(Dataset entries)
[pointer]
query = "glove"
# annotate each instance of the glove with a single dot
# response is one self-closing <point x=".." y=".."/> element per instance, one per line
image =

WHAT IS BEING ASKED - Report every line in the data that holds "glove", copying each one.

SOLUTION -
query = "glove"
# annotate each instance of the glove with a single dot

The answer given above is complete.